→ Objective 1: Convert the rows between the one containing "Dear assistant, the user would like the green" and the one containing "[234,132,297,249]", inclusive, into a numbered list, leaving out any blank lines.

→ Source excerpt:

I have been wanting to make this post for far too long!
For so many reasons, but mainly to offer a little peek into my process -- and hopefully inspire you to try your hand at it too!
Below I will walk you through designing your basic rag or cloth doll, creating a pattern, sewing, assembling and finishing, using the same basic methods I do in creating my Little Lu and Willa dolls in my
shop. It's always fun to play around with creating new styles. I created a chubby little toddler dolly for this tutorial.
You don't have to be an expert seamstress or super talented to make lovely things for your kids (um... or yourself, or your friends!). They LOVE to watch you work and *birth* the dolly - giving their input and ideas along the way. You can adapt this (very) basic method to creating any number of dolls or other stuffed creatures.
Handmade gifts and toys are a treasure and really something special for your own family and friends!
Special skills needed:
Basic sewing: hand and machine sewing
Basic embroidery: knowing how to thread a needle and stitch
Basic crocheting: helpful, but not necessary
Basic sketching ability. Scribbles, really.
Basic tools and materials:
Thread and needle, embroidery floss
Yarn, fabric or felt for hair
Fabric, muslin or old linen shirt or skirt for doll body.
Crochet hook - for yarn haired doll
Dowel, stick or chopstick for turning and stuffing
Scissors - for cutting
STEP 1
Sketch out what you would like your dolly to look like. Does it have long, lanky legs? A round body? A big head, short arms? Feet or just points? Break it down into basic shapes. I basically use a circle or oval for the head with a triangular body. See below.
STEP 2
Flush out your design and make sure you have the proportions how you like them.
Measure your sketch and take note of the proportions. You are going to "blow it up" to the size you want your actual doll.
STEP 3
(maybe the tricky part?)
"Blow up" your dolly to make your pattern. In my example you can see the total doll height in sketch was about 3.5". I figured I want my doll about 18" or so tall.
I broke down the head/body, the arms and the legs. I scaled the drawing up, keeping the proportions.
You really do NOT have to be exact, but try to keep your lines straight - if you want a really perfect circle head (which I don't ever) you could trace something that is about the size you want the head.

→ Objective 2: Decide whether each statement agrees with the doll-making tutorial, answering yes or no and quoting the deciding words: (a) The doll made for the tutorial is a chubby toddler. (b) Crocheting is a required skill. (c) The author draws the head as a circle or oval with a triangular body.

Saved entries
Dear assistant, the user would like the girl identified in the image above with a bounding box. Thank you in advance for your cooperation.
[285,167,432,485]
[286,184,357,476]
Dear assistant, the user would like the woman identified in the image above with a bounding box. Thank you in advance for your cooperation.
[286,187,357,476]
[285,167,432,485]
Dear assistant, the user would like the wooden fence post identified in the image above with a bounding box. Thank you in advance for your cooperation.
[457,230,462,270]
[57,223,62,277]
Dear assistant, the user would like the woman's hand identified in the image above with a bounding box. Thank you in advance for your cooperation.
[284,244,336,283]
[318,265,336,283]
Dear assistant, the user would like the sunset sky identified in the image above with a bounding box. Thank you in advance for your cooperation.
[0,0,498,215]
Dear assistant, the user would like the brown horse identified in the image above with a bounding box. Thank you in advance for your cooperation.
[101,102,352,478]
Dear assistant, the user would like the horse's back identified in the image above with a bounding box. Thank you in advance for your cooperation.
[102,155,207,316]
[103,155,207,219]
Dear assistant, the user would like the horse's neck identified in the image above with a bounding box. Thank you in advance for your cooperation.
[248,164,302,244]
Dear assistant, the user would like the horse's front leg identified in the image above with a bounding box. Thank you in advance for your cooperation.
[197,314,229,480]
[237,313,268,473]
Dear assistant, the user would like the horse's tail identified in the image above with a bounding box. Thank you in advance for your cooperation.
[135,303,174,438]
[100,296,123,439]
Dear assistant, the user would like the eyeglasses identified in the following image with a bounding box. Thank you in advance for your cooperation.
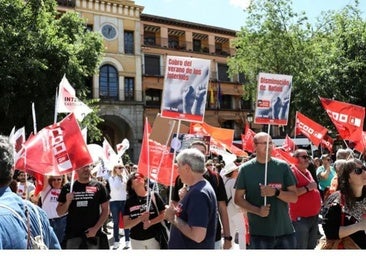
[354,166,366,175]
[255,141,273,145]
[297,155,310,160]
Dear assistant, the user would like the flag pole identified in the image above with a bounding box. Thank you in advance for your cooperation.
[32,102,37,134]
[169,119,181,205]
[53,87,58,124]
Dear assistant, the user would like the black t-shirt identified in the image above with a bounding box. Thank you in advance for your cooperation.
[172,169,227,241]
[58,180,110,238]
[123,193,165,240]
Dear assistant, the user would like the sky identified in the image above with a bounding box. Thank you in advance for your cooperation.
[135,0,366,30]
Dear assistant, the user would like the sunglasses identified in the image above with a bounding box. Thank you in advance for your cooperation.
[255,141,273,145]
[133,174,144,180]
[354,166,366,175]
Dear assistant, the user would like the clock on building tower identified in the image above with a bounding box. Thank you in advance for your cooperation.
[102,24,117,40]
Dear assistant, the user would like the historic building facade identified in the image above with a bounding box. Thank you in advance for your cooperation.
[57,0,258,162]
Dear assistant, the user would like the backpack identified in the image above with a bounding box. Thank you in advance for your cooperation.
[0,201,48,250]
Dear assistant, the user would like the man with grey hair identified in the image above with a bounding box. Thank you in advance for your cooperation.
[0,135,61,249]
[165,148,218,249]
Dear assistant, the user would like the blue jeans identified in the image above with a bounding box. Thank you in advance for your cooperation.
[109,201,130,242]
[292,215,319,249]
[50,216,67,244]
[248,233,296,249]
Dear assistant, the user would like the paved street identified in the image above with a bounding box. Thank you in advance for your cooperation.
[107,215,323,250]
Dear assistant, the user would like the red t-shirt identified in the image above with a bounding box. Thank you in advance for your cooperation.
[290,165,321,221]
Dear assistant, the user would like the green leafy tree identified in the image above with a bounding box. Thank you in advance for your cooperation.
[0,0,103,139]
[229,0,366,134]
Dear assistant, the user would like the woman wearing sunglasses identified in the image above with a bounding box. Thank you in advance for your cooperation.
[322,159,366,249]
[123,172,165,249]
[38,175,66,244]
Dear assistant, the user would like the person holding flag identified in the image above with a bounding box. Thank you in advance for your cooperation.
[56,165,110,249]
[234,132,297,249]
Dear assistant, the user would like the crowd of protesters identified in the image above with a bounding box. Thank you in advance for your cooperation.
[0,132,366,249]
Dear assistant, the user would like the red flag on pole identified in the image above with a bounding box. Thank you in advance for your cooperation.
[282,134,296,152]
[320,134,334,152]
[15,113,93,175]
[138,119,178,186]
[272,147,297,165]
[295,112,328,147]
[320,98,365,142]
[355,131,366,154]
[241,128,256,153]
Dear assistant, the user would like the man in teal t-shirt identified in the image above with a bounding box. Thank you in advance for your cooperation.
[235,132,297,249]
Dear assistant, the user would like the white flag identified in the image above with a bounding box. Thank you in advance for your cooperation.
[116,138,130,158]
[9,126,25,164]
[57,75,93,122]
[81,127,88,144]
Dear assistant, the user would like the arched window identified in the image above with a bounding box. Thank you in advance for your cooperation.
[99,65,119,100]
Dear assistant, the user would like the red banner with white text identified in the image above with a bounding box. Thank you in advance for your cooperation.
[15,113,93,175]
[295,112,328,147]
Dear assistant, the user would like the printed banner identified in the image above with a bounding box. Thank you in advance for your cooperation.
[295,112,328,147]
[161,56,210,122]
[254,73,292,125]
[320,98,365,142]
[15,114,93,175]
[57,75,93,122]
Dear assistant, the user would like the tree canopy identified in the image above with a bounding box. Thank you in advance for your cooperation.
[228,0,366,136]
[0,0,103,140]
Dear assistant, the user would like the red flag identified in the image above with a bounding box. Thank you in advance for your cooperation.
[295,112,328,147]
[57,75,93,122]
[32,172,44,196]
[241,128,256,153]
[9,127,25,166]
[189,122,234,149]
[282,134,296,152]
[15,113,93,175]
[355,131,366,154]
[138,119,178,186]
[321,134,334,152]
[320,98,365,142]
[272,147,297,165]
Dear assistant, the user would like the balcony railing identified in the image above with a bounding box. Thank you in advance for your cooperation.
[142,36,234,57]
[56,0,76,7]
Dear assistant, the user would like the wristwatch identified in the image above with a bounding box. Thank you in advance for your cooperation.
[224,236,233,241]
[275,188,281,197]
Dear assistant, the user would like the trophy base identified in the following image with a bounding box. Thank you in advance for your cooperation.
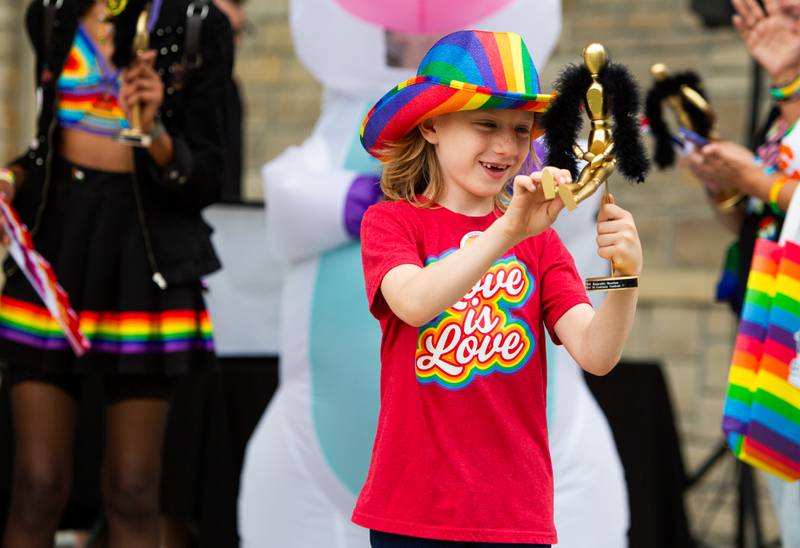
[558,183,578,211]
[542,171,556,200]
[586,276,639,291]
[114,129,153,148]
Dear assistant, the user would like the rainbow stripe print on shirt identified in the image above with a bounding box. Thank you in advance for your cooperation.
[415,232,535,390]
[0,296,214,354]
[57,27,128,136]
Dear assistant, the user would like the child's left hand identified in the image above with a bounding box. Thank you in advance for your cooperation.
[597,194,642,276]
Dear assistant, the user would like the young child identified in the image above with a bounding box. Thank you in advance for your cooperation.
[353,31,642,548]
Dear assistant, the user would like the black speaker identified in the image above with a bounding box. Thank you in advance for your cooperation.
[689,0,734,27]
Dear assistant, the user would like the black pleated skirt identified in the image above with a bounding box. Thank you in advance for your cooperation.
[0,156,214,374]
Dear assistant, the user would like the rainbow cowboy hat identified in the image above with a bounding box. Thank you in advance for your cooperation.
[361,30,552,157]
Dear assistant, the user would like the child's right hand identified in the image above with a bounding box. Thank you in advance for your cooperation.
[503,167,572,241]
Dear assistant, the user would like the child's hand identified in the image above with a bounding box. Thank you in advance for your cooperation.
[503,167,572,241]
[597,194,642,276]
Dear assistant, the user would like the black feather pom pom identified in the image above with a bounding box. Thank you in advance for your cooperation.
[645,71,713,169]
[542,56,650,182]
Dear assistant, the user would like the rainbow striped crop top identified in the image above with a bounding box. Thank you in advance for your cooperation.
[57,25,128,136]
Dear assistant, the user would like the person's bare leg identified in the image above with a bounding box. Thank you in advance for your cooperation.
[103,399,169,548]
[3,381,76,548]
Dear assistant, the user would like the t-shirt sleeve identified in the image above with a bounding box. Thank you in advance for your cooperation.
[539,229,591,344]
[361,202,423,319]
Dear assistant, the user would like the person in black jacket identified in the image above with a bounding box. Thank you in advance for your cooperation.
[0,0,233,548]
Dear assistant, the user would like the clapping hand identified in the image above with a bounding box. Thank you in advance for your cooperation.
[733,0,800,85]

→ Correct response 1:
1. Dear assistant, the user would like the green leafy tree identified in the image above with a bounding box. Thank you in advance for your cooperation.
2. [0,0,103,139]
3. [229,0,366,134]
4. Dear assistant, the user would like the woman wearing sunglasses identified in the image above with a bounding box. Thank you in advance for your cooperation.
5. [322,159,366,249]
6. [123,172,165,249]
7. [38,175,66,244]
8. Dear assistant, the user would like the person holding flag identified in the image above with a bounding box. Thank you in advance for your cooperation.
9. [56,165,110,249]
10. [234,132,297,249]

→ Correct response 2:
(a) Yes: "I created a chubby little toddler dolly for this tutorial."
(b) No: "Basic crocheting: helpful, but not necessary"
(c) Yes: "I basically use a circle or oval for the head with a triangular body."